Description of the task —
Output verbatim the lines beginning at the one that contains "Reviewer note: every instance of the olympic" and ending at the last line of the material, inclusive of both.

▬▬▬

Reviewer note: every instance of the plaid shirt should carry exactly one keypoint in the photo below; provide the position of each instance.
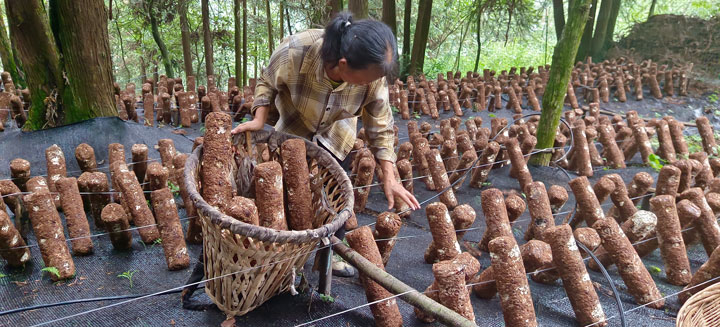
(303, 102)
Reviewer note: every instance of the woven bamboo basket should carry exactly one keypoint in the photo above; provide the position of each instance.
(702, 309)
(246, 265)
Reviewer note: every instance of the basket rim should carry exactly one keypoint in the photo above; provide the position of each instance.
(697, 300)
(264, 233)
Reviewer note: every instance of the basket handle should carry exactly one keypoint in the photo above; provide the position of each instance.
(248, 141)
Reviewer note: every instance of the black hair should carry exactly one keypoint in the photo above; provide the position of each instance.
(362, 43)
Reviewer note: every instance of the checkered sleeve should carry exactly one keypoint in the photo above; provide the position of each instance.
(378, 121)
(271, 78)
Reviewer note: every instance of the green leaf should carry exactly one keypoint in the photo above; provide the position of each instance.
(654, 270)
(52, 270)
(656, 162)
(327, 298)
(128, 275)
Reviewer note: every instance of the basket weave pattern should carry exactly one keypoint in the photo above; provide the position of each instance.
(702, 309)
(246, 265)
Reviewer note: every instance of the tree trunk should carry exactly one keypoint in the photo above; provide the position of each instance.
(268, 17)
(255, 41)
(585, 43)
(421, 35)
(36, 49)
(244, 61)
(238, 41)
(287, 19)
(562, 63)
(63, 92)
(460, 47)
(185, 37)
(601, 29)
(406, 37)
(282, 20)
(85, 42)
(389, 15)
(6, 54)
(122, 48)
(478, 27)
(358, 8)
(164, 54)
(652, 9)
(559, 17)
(612, 21)
(207, 39)
(143, 70)
(335, 7)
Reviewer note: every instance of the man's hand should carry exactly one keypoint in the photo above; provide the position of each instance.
(394, 189)
(254, 125)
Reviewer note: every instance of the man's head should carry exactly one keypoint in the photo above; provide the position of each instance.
(363, 51)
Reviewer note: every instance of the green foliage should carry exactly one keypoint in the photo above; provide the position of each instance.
(656, 162)
(52, 270)
(694, 143)
(128, 275)
(654, 270)
(713, 97)
(452, 35)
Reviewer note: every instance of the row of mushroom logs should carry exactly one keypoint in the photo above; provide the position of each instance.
(168, 101)
(152, 209)
(596, 82)
(276, 184)
(621, 238)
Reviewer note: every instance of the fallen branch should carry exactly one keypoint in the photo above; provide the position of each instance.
(395, 286)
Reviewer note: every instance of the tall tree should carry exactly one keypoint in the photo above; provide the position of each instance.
(185, 38)
(422, 29)
(244, 61)
(562, 63)
(406, 37)
(282, 20)
(586, 41)
(6, 54)
(559, 17)
(334, 7)
(601, 29)
(63, 92)
(389, 16)
(237, 9)
(207, 39)
(358, 8)
(652, 9)
(287, 19)
(268, 17)
(158, 38)
(614, 13)
(479, 11)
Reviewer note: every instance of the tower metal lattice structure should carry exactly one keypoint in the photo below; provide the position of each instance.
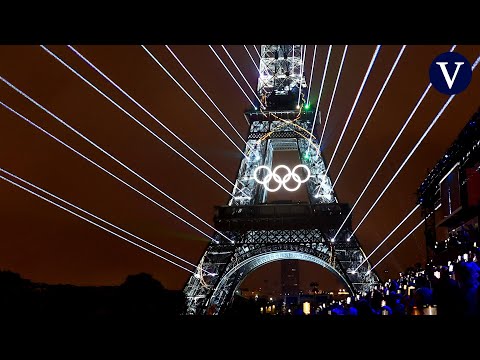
(260, 232)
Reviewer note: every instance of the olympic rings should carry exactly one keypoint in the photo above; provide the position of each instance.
(281, 181)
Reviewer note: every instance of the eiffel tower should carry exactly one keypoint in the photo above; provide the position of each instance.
(262, 232)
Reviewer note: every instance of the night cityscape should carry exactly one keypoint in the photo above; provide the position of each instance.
(260, 180)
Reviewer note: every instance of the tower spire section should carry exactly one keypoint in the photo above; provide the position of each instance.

▬▬▬

Your response —
Reviewer note: every instance of the olympic rings should carry exactly one keypoint in the photo above; provide the position of each instance.
(281, 181)
Reviewer note: every instance of the eiffel tower should carry exactly one keypoint in the photo above; provide the position of each instance.
(262, 232)
Reviewer note: every instance of the night cityscape should carry exactly one keypoint in the photo above; provide the position of each instance.
(260, 180)
Reviewer note: every instance of the tower spire section should carry exactly one keypoint in the photo above; provide the position of each instance.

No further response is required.